You are more than what they see

Dearest Reader,

Without tooting my own horn here, I look slightly younger than my age.

This is mainly due to a combination of my ridiculously tiny body, the fact that I wear braces, and of course my overall juvenile behaviour.

As a result, it is not unusual for people to think I’m less experienced or knowledgeable than I actually am. Sure, it’s nice to be asked for ID when you buy a beer, and we can all pretend I don’t have almost two decades worth of beer guzzling experience. It makes me feel less disgusting.

But because they think that, I think that too. This is especially true professionally speaking. Not too long ago, I walked into a financial consultancy where two men in suits greeted me. They had a visibly puzzled look when “Zozan” from those emails turned out to be a tiny female in a floral dress. They kept checking the empty corridor behind me, perhaps waiting for my dad to show up and do the talking for me.

Those sorts of reactions immediately make me feel out of place and unqualified to be there. Although I was confident walking in, I quickly found myself regretting it. While they explained stock options, I thought to myself: You shouldn’t be here. Getting financial advice. You should be eating caramel popcorn at a fun fair and go ride a unicorn.

Last week I found myself in a training exercise on my first day at a new job, and I was paired up with Grumpy Lady. She was visibly older than me – I’m going to say she was approaching 60. She was clearly disappointed that she had to work with me. As mentioned previously, I tend to adopt juvenile behaviour, so I decided to make matters worse and told her it was my first day.

Instead of focusing on the exercise, she bitchily interrogated me on my work experience. I slowly started to feel inadequate again, imagining unicorns coming to my rescue, until I realised I don’t really have to take it.

**Data listing:**

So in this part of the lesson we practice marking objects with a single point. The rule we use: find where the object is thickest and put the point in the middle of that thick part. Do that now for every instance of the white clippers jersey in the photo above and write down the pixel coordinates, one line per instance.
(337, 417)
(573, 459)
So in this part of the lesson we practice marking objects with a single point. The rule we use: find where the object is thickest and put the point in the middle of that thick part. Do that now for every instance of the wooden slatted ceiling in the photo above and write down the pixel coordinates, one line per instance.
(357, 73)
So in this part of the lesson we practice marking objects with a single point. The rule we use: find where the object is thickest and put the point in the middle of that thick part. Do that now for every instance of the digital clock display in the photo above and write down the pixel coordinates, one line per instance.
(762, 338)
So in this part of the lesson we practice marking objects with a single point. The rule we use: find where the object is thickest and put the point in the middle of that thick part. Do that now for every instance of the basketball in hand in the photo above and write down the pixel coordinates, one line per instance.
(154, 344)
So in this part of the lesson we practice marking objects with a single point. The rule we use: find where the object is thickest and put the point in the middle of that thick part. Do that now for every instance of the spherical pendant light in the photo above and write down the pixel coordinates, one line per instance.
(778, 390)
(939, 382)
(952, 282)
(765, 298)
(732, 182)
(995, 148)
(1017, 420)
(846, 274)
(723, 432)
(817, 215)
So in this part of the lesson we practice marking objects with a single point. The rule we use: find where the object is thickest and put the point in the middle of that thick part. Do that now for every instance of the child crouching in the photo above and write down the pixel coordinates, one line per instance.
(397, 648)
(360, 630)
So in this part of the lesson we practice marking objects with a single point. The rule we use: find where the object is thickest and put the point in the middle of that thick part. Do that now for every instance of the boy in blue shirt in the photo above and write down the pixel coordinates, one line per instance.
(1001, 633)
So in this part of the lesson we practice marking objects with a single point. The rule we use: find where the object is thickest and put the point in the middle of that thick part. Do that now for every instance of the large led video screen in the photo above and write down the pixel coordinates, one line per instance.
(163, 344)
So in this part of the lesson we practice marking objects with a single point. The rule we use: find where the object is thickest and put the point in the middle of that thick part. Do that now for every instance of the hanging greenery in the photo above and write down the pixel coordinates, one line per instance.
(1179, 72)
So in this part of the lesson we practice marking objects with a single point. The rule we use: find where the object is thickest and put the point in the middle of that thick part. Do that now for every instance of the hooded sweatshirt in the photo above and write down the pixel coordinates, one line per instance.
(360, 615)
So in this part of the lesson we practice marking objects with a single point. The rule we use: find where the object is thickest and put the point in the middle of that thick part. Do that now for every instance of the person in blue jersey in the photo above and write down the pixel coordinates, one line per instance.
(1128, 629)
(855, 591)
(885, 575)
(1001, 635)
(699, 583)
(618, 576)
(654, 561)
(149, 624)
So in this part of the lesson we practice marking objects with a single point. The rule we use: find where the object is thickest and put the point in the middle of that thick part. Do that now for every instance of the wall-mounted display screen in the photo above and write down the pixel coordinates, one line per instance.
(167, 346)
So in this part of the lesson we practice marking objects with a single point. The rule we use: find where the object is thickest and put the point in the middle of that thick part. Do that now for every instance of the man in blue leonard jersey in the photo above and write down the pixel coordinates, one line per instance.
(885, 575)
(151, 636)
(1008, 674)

**Required actions:**
A) List every reason the letter gives for why its writer looks younger than their actual age.
B) Transcribe the letter word for word, from "This is mainly" to "feel less disgusting.", inclusive.

**The results:**
A)
- "my ridiculously tiny body"
- "the fact that I wear braces"
- "my overall juvenile behaviour"

B)
This is mainly due to a combination of my ridiculously tiny body, the fact that I wear braces, and of course my overall juvenile behaviour.

As a result, it is not unusual for people to think I’m less experienced or knowledgeable than I actually am. Sure, it’s nice to be asked for ID when you buy a beer, and we can all pretend I don’t have almost two decades worth of beer guzzling experience. It makes me feel less disgusting.